(Dataset entries)

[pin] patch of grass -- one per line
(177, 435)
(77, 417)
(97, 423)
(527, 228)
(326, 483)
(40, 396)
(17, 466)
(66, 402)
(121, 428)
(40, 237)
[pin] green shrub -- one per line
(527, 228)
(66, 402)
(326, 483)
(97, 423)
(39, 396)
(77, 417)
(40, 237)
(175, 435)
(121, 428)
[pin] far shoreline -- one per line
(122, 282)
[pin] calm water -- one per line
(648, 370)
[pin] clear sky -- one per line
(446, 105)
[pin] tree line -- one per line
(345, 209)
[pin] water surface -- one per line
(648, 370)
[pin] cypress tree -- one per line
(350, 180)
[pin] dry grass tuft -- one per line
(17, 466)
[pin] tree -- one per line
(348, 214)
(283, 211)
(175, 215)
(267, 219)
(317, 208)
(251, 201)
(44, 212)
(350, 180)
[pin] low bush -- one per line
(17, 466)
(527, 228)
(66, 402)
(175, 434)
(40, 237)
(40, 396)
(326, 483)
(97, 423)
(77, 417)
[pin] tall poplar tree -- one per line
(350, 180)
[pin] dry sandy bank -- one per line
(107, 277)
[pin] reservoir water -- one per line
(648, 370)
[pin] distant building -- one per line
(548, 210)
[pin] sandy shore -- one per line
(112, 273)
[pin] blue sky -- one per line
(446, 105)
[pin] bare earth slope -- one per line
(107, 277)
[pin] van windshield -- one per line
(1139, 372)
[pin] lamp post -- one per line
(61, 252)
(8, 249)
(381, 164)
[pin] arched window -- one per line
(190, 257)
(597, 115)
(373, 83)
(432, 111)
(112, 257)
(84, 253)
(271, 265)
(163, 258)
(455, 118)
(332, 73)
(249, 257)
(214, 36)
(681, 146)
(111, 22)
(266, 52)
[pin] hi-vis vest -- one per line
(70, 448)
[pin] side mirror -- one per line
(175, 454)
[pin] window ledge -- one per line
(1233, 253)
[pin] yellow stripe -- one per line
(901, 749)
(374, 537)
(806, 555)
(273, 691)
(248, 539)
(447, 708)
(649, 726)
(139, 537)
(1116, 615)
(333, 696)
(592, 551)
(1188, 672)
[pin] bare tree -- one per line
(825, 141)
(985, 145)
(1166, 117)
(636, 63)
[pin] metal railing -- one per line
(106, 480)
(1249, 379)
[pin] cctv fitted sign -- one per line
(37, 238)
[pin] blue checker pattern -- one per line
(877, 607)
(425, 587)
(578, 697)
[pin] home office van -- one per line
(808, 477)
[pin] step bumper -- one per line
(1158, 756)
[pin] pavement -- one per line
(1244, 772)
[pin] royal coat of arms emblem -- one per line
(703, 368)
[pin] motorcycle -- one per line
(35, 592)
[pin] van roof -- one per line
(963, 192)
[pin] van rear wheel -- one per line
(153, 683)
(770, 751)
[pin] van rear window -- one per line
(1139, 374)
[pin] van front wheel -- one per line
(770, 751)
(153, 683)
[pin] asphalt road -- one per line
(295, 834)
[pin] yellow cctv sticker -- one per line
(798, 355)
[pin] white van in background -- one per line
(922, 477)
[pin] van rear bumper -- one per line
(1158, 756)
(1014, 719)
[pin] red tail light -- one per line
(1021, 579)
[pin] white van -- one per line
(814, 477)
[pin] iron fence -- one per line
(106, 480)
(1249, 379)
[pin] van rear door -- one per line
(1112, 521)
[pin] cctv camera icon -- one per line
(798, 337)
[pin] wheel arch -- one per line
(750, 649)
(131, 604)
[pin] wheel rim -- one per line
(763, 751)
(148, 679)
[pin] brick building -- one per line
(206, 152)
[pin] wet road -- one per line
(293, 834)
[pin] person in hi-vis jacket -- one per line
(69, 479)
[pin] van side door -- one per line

- _THE PROBLEM_: Pull every line out of the entries above and reproduce each one unchanged, in the same order.

- _RESPONSE FOR THIS EXERCISE_:
[pin] patch of grass -- one per line
(177, 435)
(77, 417)
(97, 423)
(527, 228)
(326, 483)
(40, 396)
(17, 466)
(66, 402)
(121, 428)
(40, 237)
[pin] green shrub -- one per line
(527, 228)
(66, 402)
(326, 483)
(97, 423)
(39, 396)
(77, 417)
(40, 237)
(175, 435)
(121, 428)
[pin] far shoreline -- one per line
(122, 282)
[pin] calm water -- one per line
(648, 370)
[pin] clear sky -- one per line
(446, 105)
[pin] tree line -- one per line
(345, 209)
[pin] water surface -- one per line
(648, 370)
[pin] cypress tree -- one per line
(350, 180)
[pin] dry grass tuft -- one per line
(17, 466)
[pin] tree -- one per line
(348, 214)
(283, 211)
(175, 215)
(267, 219)
(317, 208)
(251, 201)
(44, 212)
(350, 180)
[pin] low bush -- one per line
(17, 466)
(527, 228)
(66, 402)
(175, 434)
(40, 237)
(40, 396)
(326, 483)
(97, 423)
(77, 417)
[pin] tall poplar tree -- one per line
(350, 180)
[pin] dry sandy bank -- one per line
(107, 277)
[pin] reservoir water -- one per line
(648, 370)
[pin] distant building -- one per line
(548, 210)
[pin] sandy shore -- one per line
(112, 273)
[pin] blue sky -- one per line
(446, 105)
[pin] bare earth slope -- one per line
(107, 277)
[pin] van windshield -- one per line
(1139, 372)
[pin] lamp post -- one per line
(61, 252)
(8, 249)
(381, 164)
[pin] arched window -- one per line
(190, 257)
(597, 115)
(373, 83)
(432, 111)
(112, 257)
(84, 253)
(271, 265)
(163, 258)
(455, 118)
(332, 73)
(249, 257)
(214, 36)
(681, 146)
(111, 22)
(266, 52)
[pin] hi-vis vest -- one per line
(70, 448)
[pin] side mirror -- one per line
(175, 454)
[pin] window ledge -- one per line
(1233, 253)
[pin] yellow stripe -- one per line
(901, 749)
(374, 537)
(806, 555)
(273, 691)
(248, 539)
(447, 708)
(649, 726)
(139, 537)
(1116, 615)
(333, 696)
(592, 551)
(1188, 672)
[pin] bare tree -- one per line
(825, 141)
(985, 145)
(1166, 117)
(636, 63)
[pin] metal railing -- one per line
(106, 480)
(1249, 379)
[pin] cctv fitted sign -- one per line
(37, 238)
[pin] blue checker pattern -- one per line
(877, 607)
(425, 587)
(578, 697)
[pin] home office van -- one per line
(808, 477)
[pin] step bumper -- one per line
(1158, 756)
[pin] pavement -- one per line
(1244, 772)
[pin] royal coat of arms emblem -- one per line
(703, 368)
[pin] motorcycle -- one per line
(35, 592)
[pin] van roof -- one per line
(963, 192)
[pin] van rear wheel -- one per line
(153, 683)
(770, 751)
[pin] van rear window -- one per line
(1139, 374)
[pin] van front wheel -- one per line
(770, 751)
(153, 683)
[pin] asphalt road -- one per line
(295, 834)
[pin] yellow cctv sticker -- one per line
(798, 355)
[pin] white van in background -- one per line
(922, 477)
[pin] van rear bumper -- one per line
(1158, 756)
(1014, 719)
[pin] red tail light -- one per line
(1021, 579)
[pin] white van -- one per line
(814, 477)
[pin] iron fence -- one per line
(106, 480)
(1249, 379)
[pin] van rear door -- one per line
(1112, 521)
[pin] cctv camera icon -- one per line
(798, 337)
[pin] wheel arch -- one per line
(750, 649)
(131, 604)
[pin] wheel rim -- one per line
(763, 751)
(148, 679)
[pin] brick building -- one per line
(206, 152)
[pin] wet road -- one per line
(293, 834)
[pin] person in hi-vis jacket -- one per line
(69, 479)
[pin] van side door -- one per line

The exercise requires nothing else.